Task directions -
Report how many lines of the entries below contain the word "response", and nothing more.

*** Opening Records supplied ***

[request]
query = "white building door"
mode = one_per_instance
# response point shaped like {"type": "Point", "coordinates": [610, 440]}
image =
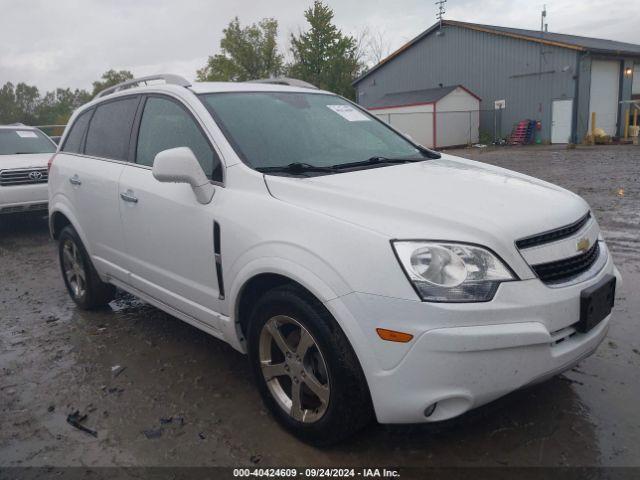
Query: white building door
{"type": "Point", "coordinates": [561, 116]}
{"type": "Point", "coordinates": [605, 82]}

*** Closing Records supplied ***
*** Opening Records supplied ***

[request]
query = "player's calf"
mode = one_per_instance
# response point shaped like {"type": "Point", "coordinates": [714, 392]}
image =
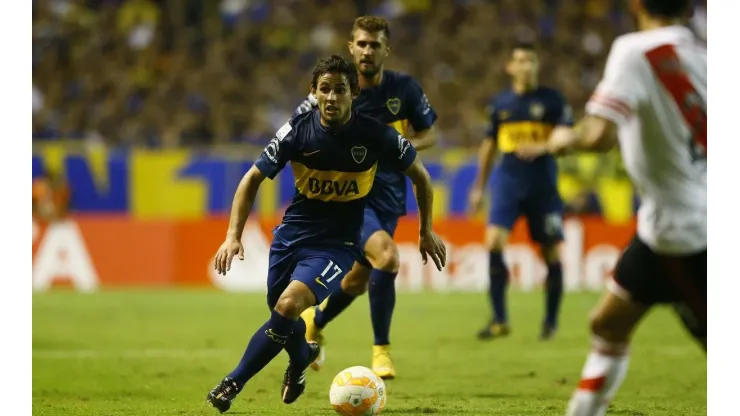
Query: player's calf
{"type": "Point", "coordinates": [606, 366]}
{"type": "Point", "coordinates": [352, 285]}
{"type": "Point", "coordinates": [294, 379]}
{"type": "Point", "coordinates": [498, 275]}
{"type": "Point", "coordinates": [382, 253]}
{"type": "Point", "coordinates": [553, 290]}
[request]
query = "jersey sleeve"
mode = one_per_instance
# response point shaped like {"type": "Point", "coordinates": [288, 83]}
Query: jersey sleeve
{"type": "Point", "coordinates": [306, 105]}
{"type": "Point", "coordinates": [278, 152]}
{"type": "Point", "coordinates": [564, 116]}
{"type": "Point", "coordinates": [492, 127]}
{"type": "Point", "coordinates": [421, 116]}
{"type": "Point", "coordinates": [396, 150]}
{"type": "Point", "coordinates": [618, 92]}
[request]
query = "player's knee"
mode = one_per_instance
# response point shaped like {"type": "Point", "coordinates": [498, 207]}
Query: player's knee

*** Closing Records supplied ***

Result of this exercise -
4